SET OF TASKS ::
• A. Answer these questions using the article on sitting and cancer risk:
(i) Who wrote the article?
(ii) How many women did the study analyze?
(iii) On average, how many years were the men in the study followed?
• B. From the article on sitting and cancer risk, reproduce the passage between "By Stacy Simon" and "sitting per day.", inclusive, word for word.
• C. Go on with the article on sitting and cancer risk from where it stops.

Start of EXERCISE TEXT

Sitting Too Much Increases Cancer Risk in Women

Women were also more likely to develop certain types of cancer: multiple myeloma, ovarian cancer, and invasive breast cancer.

Article date: July 16, 2015

By Stacy Simon

Researchers from the American Cancer Society have found that women who spend 6 hours or more of free time sitting per day have a 10% greater risk of getting cancer than women who spend less than 3 hours of free time sitting per day.

They were also more likely to develop certain types of cancer: multiple myelomaovarian cancer, and invasive breast cancer. Sitting time did not increase cancer risk for most men in the study.

The study analyzed information from 77,462 women and 69,260 men enrolled in the American Cancer Society Cancer Prevention Study II Nutrition Cohort. Women were followed for an average of 15.8 years and men were followed for an average of 13.2 years. Researchers compared how many hours participants reported sitting in their free time to their risk of developing cancer.

End of EXERCISE TEXT
Start of PROVIDED RECORDS

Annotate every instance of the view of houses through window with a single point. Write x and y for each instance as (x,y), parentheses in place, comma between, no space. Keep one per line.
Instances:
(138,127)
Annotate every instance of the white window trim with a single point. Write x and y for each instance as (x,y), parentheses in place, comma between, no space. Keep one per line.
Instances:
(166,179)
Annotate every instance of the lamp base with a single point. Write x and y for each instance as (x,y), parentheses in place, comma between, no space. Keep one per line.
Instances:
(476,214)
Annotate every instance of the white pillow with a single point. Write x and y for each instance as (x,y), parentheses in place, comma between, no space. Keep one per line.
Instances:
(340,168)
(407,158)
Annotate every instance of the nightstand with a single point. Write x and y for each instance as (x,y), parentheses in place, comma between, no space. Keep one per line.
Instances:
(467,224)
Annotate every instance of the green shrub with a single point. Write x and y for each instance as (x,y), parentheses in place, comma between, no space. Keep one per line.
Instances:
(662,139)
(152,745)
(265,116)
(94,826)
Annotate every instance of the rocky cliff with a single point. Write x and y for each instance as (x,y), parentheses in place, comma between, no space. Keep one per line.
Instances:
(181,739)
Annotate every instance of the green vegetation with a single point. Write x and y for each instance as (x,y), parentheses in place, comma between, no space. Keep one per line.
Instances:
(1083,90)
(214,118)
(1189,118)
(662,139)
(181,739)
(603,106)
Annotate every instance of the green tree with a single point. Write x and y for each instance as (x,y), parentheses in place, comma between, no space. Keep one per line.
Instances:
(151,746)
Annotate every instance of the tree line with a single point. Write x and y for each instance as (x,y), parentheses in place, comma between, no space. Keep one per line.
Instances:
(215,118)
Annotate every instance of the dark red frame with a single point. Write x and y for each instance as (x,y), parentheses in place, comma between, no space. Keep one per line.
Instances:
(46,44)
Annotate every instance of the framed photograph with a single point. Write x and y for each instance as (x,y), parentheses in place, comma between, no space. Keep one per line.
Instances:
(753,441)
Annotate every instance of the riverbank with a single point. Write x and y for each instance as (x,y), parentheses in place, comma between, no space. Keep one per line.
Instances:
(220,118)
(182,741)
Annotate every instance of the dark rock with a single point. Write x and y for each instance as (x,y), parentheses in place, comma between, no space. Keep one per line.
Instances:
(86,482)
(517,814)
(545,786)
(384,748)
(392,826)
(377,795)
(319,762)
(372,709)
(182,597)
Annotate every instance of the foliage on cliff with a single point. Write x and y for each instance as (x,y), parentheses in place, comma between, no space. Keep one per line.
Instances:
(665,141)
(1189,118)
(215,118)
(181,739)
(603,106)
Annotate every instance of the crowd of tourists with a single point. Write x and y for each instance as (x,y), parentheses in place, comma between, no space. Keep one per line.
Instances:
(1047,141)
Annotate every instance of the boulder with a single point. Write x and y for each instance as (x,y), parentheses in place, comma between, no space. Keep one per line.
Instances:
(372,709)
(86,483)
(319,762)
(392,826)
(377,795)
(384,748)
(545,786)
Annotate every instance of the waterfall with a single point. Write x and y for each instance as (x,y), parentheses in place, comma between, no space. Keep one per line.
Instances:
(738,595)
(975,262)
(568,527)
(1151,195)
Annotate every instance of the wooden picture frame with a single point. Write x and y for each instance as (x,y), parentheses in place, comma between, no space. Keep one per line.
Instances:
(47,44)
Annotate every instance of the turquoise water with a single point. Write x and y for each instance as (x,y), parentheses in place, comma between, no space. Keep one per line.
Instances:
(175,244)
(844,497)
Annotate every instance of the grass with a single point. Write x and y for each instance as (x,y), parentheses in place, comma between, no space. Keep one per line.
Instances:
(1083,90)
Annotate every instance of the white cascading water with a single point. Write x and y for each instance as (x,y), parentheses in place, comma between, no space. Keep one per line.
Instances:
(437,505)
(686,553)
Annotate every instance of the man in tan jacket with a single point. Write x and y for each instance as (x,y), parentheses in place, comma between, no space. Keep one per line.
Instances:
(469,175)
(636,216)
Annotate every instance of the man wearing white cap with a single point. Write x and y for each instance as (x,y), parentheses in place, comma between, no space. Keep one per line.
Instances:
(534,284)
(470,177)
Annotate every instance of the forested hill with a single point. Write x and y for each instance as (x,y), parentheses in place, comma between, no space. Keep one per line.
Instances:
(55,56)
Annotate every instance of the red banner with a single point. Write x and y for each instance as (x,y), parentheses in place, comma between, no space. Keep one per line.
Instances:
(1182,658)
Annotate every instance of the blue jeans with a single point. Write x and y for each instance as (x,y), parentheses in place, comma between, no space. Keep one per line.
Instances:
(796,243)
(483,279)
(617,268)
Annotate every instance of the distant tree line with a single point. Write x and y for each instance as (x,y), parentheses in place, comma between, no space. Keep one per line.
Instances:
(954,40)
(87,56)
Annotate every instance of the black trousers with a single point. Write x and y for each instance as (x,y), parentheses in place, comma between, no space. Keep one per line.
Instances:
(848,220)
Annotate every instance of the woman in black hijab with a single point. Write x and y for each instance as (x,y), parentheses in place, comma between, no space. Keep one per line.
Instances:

End of PROVIDED RECORDS

RESPONSES PER TASK ::
• A.
(i) Stacy Simon
(ii) 77,462
(iii) 13.2 years

• B.
By Stacy Simon

Researchers from the American Cancer Society have found that women who spend 6 hours or more of free time sitting per day have a 10% greater risk of getting cancer than women who spend less than 3 hours of free time sitting per day.

• C.
None of the participants had cancer when the study started. Between 1992 and 2009, 12,236 women and 18,555 men were diagnosed with cancer. In women, sitting 6 hours or more a day during free time was linked to a 65% greater risk for multiple myeloma, a 43% greater risk for ovarian cancer, a 10% greater risk for invasive breast cancer, and a 10% greater risk for any cancer at all, compared with women who sat less than 3 hours a day during free time.

The increase in risk stayed the same even after the researchers adjusted for amount of physical activity, BMI, age, and other factors. The same pattern did not hold true for men. In the study, free time spent sitting increased cancer risk only for obese men.

The study was published online June 30, 2015 in Cancer Epidemiology, Biomarkers and Prevention.